BEGIN Records for this task

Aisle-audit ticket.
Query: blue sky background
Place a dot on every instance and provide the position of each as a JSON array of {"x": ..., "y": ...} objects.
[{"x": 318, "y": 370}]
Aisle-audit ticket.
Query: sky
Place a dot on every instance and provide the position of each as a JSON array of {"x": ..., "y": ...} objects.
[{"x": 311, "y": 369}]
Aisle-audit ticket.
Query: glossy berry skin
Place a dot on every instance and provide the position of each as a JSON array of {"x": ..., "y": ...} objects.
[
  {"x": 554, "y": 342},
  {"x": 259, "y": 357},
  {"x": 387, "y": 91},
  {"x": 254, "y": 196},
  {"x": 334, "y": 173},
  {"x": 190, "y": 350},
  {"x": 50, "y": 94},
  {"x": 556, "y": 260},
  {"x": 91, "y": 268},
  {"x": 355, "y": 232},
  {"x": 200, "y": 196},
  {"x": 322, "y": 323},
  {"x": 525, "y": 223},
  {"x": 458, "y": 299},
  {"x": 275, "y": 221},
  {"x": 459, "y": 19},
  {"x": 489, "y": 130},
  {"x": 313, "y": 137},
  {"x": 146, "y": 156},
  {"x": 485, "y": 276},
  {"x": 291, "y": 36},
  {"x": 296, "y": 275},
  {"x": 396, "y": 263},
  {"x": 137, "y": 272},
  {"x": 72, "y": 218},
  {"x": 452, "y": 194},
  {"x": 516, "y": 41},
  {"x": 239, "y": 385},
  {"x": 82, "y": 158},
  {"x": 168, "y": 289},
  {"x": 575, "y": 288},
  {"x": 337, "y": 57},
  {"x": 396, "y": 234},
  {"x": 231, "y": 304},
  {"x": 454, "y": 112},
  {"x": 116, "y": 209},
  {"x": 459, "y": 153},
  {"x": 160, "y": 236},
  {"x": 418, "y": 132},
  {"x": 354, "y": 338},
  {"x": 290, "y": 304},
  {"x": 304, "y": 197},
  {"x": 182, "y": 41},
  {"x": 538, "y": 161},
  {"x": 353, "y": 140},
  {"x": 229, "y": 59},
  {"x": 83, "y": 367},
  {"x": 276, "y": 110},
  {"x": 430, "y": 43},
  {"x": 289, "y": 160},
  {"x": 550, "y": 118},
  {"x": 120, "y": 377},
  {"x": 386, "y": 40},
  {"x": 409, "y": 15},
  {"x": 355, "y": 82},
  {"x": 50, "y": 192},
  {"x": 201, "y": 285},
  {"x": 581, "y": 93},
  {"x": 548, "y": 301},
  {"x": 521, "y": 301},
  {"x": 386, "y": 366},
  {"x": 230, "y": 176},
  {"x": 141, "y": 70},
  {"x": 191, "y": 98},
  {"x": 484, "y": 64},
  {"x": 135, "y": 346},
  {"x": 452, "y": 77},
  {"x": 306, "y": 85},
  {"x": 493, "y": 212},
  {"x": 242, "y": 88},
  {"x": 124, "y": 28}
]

END Records for this task

Problem to solve: What is needed is an exact transcription of all the data.

Result of this task:
Aisle-audit ticket.
Query: blue sky background
Place a dot on every instance and provide the position of each as a JSON array of {"x": ..., "y": ...} objects.
[{"x": 318, "y": 370}]
Aisle-audit ticket.
Query: sky
Place a dot on every instance and provide the position of each as a JSON array of {"x": ..., "y": ...} objects.
[{"x": 311, "y": 369}]
Aisle-audit ticket.
Query: glossy berry skin
Place a dot on every instance and provide the position of each as a JSON array of {"x": ..., "y": ...} objects.
[
  {"x": 554, "y": 342},
  {"x": 259, "y": 357},
  {"x": 387, "y": 91},
  {"x": 254, "y": 196},
  {"x": 334, "y": 173},
  {"x": 190, "y": 350},
  {"x": 50, "y": 94},
  {"x": 556, "y": 260},
  {"x": 91, "y": 268},
  {"x": 355, "y": 232},
  {"x": 200, "y": 196},
  {"x": 322, "y": 323},
  {"x": 525, "y": 223},
  {"x": 458, "y": 299},
  {"x": 275, "y": 221},
  {"x": 459, "y": 19},
  {"x": 489, "y": 130},
  {"x": 313, "y": 137},
  {"x": 146, "y": 156},
  {"x": 485, "y": 276},
  {"x": 291, "y": 36},
  {"x": 296, "y": 275},
  {"x": 396, "y": 263},
  {"x": 137, "y": 272},
  {"x": 72, "y": 218},
  {"x": 452, "y": 194},
  {"x": 516, "y": 41},
  {"x": 239, "y": 385},
  {"x": 82, "y": 158},
  {"x": 168, "y": 289},
  {"x": 575, "y": 288},
  {"x": 337, "y": 57},
  {"x": 396, "y": 234},
  {"x": 231, "y": 304},
  {"x": 454, "y": 112},
  {"x": 116, "y": 209},
  {"x": 459, "y": 153},
  {"x": 160, "y": 236},
  {"x": 418, "y": 132},
  {"x": 354, "y": 338},
  {"x": 290, "y": 304},
  {"x": 304, "y": 197},
  {"x": 182, "y": 41},
  {"x": 538, "y": 161},
  {"x": 353, "y": 140},
  {"x": 229, "y": 59},
  {"x": 83, "y": 367},
  {"x": 276, "y": 110},
  {"x": 430, "y": 43},
  {"x": 289, "y": 160},
  {"x": 550, "y": 118},
  {"x": 120, "y": 377},
  {"x": 386, "y": 40},
  {"x": 409, "y": 15},
  {"x": 355, "y": 82},
  {"x": 50, "y": 192},
  {"x": 201, "y": 285},
  {"x": 581, "y": 93},
  {"x": 548, "y": 301},
  {"x": 521, "y": 301},
  {"x": 386, "y": 366},
  {"x": 230, "y": 176},
  {"x": 141, "y": 70},
  {"x": 191, "y": 98},
  {"x": 484, "y": 64},
  {"x": 135, "y": 346},
  {"x": 452, "y": 77},
  {"x": 306, "y": 85},
  {"x": 493, "y": 212},
  {"x": 242, "y": 88},
  {"x": 124, "y": 28}
]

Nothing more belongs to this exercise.